▶ [Record set]:

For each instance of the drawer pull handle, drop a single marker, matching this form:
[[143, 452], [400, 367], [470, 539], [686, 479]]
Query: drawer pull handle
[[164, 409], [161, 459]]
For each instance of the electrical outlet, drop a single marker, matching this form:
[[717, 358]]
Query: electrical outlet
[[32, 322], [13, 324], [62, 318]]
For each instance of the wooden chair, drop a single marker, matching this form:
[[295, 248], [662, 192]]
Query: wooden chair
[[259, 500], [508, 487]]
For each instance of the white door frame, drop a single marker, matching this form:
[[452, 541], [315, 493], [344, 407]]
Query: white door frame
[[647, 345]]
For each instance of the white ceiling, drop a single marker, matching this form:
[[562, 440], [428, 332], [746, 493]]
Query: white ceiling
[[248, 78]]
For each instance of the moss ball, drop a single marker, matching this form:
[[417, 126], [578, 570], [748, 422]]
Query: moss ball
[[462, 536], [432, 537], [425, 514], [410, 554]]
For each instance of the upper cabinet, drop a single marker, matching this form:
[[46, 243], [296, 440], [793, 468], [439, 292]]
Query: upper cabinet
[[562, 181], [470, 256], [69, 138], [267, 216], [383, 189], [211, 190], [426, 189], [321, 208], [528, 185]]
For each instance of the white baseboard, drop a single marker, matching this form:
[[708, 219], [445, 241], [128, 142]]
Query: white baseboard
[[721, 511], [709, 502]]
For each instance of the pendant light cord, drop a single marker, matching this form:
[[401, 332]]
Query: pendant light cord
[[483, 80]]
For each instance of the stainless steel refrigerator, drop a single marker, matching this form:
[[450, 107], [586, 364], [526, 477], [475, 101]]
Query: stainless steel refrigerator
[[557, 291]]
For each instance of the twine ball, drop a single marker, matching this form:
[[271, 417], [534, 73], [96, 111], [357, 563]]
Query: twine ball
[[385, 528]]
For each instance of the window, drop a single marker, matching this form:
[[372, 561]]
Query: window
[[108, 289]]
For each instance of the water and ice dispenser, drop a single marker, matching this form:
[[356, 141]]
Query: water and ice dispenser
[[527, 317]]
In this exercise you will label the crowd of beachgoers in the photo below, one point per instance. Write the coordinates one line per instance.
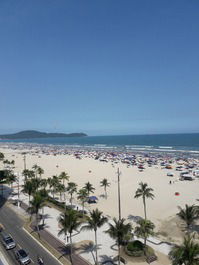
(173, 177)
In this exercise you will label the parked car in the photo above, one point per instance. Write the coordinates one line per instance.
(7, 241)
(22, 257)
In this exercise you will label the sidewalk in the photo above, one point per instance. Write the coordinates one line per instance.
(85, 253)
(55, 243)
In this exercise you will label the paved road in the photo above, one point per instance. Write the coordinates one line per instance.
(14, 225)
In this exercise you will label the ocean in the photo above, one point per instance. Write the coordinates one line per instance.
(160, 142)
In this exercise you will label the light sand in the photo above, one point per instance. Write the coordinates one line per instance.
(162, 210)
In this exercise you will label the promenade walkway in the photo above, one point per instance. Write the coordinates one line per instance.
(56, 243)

▶ [Task requirements]: Reproduce each line of the records exactly, and omit every picture.

▶ [Exercise response]:
For each instance of the drawer pull handle, drop a single marker, matching this form:
[[143, 452], [400, 367], [470, 539], [686, 479]]
Query: drawer pull handle
[[164, 409], [161, 459]]
For each instance of the electrical outlet, drop a single marker, matching this form:
[[717, 358]]
Query: electrical outlet
[[32, 322], [13, 324], [62, 318]]
For each instance of the wooden chair, drop a single marker, matching this form:
[[295, 248], [662, 192]]
Query: wooden chair
[[259, 500], [508, 487]]
For each instance of the white door frame, drop a single marker, matching this form:
[[452, 541], [315, 493], [344, 407]]
Query: white door frame
[[647, 345]]
For each instance of the white ceiling, drop a single marker, matching this form:
[[562, 440], [428, 332], [746, 493]]
Query: white ceiling
[[248, 78]]
For each instance of the moss ball, drop a single marker, matching this form:
[[417, 126], [578, 570], [748, 422]]
Query: moss ball
[[462, 536], [432, 537], [425, 514], [410, 554]]
For each instance of the upper cabinet, drop a single marker, matching this form:
[[46, 243], [296, 440], [793, 468], [439, 292]]
Query: upper cabinet
[[562, 181], [470, 256], [69, 138], [267, 216], [383, 189], [211, 190], [426, 189], [321, 208], [528, 185]]
For each instance of the white baseboard, drop a single marker, matching this form:
[[708, 219], [445, 241], [128, 142]]
Query: white baseboard
[[721, 511], [709, 502]]
For each instance of the pendant light cord, drop a single marker, matching this form:
[[401, 332]]
Query: pendant light cord
[[483, 80]]
For each instance of the stainless steel refrigerator, drop a single marker, matching this form:
[[450, 107], [586, 364], [526, 477], [475, 101]]
Query: stainless steel refrigerator
[[557, 291]]
For each instance of the twine ball, drop a single marker, matching this form:
[[271, 417], [534, 73], [96, 111], [357, 563]]
Query: twine ball
[[385, 528]]
For each instance of the window, drop a single marker, matching this form:
[[372, 561]]
Query: window
[[108, 289]]
For each instance of the water and ice dispenser, drop a single marker, matching this form:
[[356, 141]]
Query: water and ice dispenser
[[527, 317]]
In this exercise you will label the crowd of beachgoers in the photo below, one point per instance. Write the coordinates one line per instance.
(173, 177)
In this exercise you will label the parked car in the photo above, one point per instance. Write the coordinates one line per instance.
(7, 241)
(22, 257)
In this exercise you will label the sidewalk in the photo above, one point per instance. Write the coordinates one line per instance.
(85, 253)
(55, 243)
In this exercise you will label the paved road in the photo above, one point per instance. Write the coordinates one line per instance.
(14, 225)
In this exercise you will label the ocean in the photo above, one point per instance. Write the coordinates one line per instance.
(160, 142)
In this exercise you will label the light sand in the photo above, one point per instance. Write the coordinates one line per instance.
(162, 210)
In this exercise you will label the promenade walkway in the photo above, one point per instance. Write the coordinates one line per instance.
(56, 243)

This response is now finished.